### Given entries

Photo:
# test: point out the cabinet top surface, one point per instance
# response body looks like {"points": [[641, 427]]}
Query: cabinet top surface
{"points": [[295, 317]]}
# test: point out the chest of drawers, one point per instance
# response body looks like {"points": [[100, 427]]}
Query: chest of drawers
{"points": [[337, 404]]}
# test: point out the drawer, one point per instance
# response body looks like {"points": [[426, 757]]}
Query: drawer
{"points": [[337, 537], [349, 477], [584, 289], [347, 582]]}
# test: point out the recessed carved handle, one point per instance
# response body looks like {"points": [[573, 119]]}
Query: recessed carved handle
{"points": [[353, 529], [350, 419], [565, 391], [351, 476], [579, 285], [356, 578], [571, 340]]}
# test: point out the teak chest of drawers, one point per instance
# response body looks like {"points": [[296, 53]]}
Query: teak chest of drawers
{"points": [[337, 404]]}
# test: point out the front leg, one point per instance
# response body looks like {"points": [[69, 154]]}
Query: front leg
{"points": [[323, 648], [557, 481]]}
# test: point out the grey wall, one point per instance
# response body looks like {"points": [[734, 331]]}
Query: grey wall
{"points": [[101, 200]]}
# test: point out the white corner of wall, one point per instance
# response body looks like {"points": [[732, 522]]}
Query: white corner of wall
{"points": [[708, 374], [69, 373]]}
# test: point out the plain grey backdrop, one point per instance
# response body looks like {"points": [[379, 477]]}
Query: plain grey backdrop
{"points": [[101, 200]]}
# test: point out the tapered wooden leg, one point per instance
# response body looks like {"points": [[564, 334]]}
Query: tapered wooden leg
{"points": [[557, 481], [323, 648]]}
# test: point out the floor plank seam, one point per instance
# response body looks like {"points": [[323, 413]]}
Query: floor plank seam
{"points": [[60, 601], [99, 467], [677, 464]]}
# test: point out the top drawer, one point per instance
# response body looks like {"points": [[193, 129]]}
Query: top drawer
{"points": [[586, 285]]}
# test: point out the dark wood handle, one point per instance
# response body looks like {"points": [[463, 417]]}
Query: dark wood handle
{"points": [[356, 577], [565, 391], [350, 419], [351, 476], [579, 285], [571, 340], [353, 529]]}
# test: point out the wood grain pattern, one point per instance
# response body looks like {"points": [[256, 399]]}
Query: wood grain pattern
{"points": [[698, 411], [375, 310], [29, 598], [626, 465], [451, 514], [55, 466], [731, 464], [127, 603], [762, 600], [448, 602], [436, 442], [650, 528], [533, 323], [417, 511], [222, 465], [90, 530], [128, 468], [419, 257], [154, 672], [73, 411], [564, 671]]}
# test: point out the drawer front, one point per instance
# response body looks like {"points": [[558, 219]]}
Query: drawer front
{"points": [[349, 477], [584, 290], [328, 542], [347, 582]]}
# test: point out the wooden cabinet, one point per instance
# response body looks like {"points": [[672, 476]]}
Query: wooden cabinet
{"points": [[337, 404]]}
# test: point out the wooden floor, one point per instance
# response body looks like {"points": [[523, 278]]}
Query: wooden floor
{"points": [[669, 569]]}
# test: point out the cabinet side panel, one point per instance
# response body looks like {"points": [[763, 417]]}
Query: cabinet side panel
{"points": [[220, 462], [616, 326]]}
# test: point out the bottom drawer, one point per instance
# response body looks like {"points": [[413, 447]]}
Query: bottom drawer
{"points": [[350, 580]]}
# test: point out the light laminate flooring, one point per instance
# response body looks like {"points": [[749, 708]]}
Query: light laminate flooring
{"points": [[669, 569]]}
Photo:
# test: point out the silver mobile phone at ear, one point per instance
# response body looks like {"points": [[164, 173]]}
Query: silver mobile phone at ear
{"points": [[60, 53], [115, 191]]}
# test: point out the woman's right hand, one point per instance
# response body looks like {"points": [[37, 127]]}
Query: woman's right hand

######

Description of the task |
Reproduce every one of the rows above verbatim, without altering a single line.

Result of this exercise |
Photo:
# test: point out the cabinet top surface, one point per instance
# response body looks like {"points": [[641, 427]]}
Query: cabinet top surface
{"points": [[295, 317]]}
# test: point out the chest of drawers, one point per instance
# response body looks like {"points": [[100, 427]]}
Query: chest of drawers
{"points": [[337, 404]]}
# test: point out the drawer, one point per instance
# response body looks like {"points": [[426, 757]]}
Query: drawer
{"points": [[337, 537], [349, 477], [584, 289], [347, 582]]}
# test: point out the recessed carved handle, one point per instance
# response body looks like {"points": [[573, 119]]}
Query: recessed carved handle
{"points": [[353, 529], [350, 419], [565, 391], [351, 476], [579, 285], [356, 578], [571, 340]]}
# test: point out the teak chest of drawers, one point per instance
# response body looks like {"points": [[296, 53]]}
Query: teak chest of drawers
{"points": [[337, 404]]}
# test: point out the front leg, one point per instance
# response body looks like {"points": [[69, 154]]}
Query: front leg
{"points": [[323, 648], [557, 481]]}
# test: point out the grey wall, one point per instance
# response body looks like {"points": [[734, 331]]}
Query: grey wall
{"points": [[101, 200]]}
# test: point out the white corner of wall, one point per instance
# response body looks like {"points": [[732, 522]]}
Query: white corner of wall
{"points": [[708, 374], [69, 373]]}
# test: point out the plain grey backdrop, one point per instance
# response body looks like {"points": [[379, 477]]}
Query: plain grey backdrop
{"points": [[101, 200]]}
# test: point out the tapered wooden leg, one point per instance
# response body looks like {"points": [[564, 334]]}
Query: tapered wooden leg
{"points": [[557, 481], [323, 648]]}
# test: point out the floor plank seam, one point per instance
# response body looks like {"points": [[323, 413]]}
Query: floor plank seam
{"points": [[60, 601], [99, 467], [677, 464]]}
# test: point out the top drawer, one point per instance
# response body looks like {"points": [[193, 129]]}
Query: top drawer
{"points": [[586, 285]]}
# test: point out the dark wood handle, one point per instance
# response body looks like {"points": [[463, 417]]}
Query: dark wood handle
{"points": [[356, 577], [565, 391], [350, 419], [351, 476], [579, 285], [571, 340], [353, 529]]}
# test: point out the wood grain pattern, one point per instance
# response body looks like {"points": [[256, 399]]}
Query: wood grain pattern
{"points": [[698, 411], [375, 310], [29, 598], [626, 465], [451, 514], [55, 466], [731, 464], [127, 603], [762, 600], [448, 602], [436, 442], [650, 528], [533, 323], [417, 511], [222, 465], [90, 530], [128, 468], [419, 257], [154, 672], [73, 411], [564, 671]]}
# test: point out the drawer front, one point per instance
# response body looks like {"points": [[558, 219]]}
Query: drawer front
{"points": [[349, 477], [584, 290], [328, 542], [347, 582]]}
# test: point out the wooden cabinet, one point per instance
# response body looks like {"points": [[672, 476]]}
Query: wooden cabinet
{"points": [[337, 404]]}
# test: point out the wooden floor, one point per instance
# response body looks like {"points": [[523, 278]]}
Query: wooden floor
{"points": [[669, 569]]}
# test: point out the cabinet side panel, one point per instance
# response body looks like {"points": [[763, 417]]}
Query: cabinet side panel
{"points": [[220, 462], [616, 326]]}
# test: point out the bottom drawer, one point per instance
# response body looks like {"points": [[413, 447]]}
Query: bottom drawer
{"points": [[350, 580]]}
# test: point out the light laminate flooring, one point per instance
# response body looks like {"points": [[749, 708]]}
Query: light laminate flooring
{"points": [[669, 569]]}
Photo:
# test: point out the silver mobile phone at ear, one point per instance
# response body looks like {"points": [[164, 173]]}
Query: silver mobile phone at ear
{"points": [[60, 53], [115, 191]]}
# test: point out the woman's right hand, one point per instance
# response body looks like {"points": [[37, 127]]}
Query: woman's right hand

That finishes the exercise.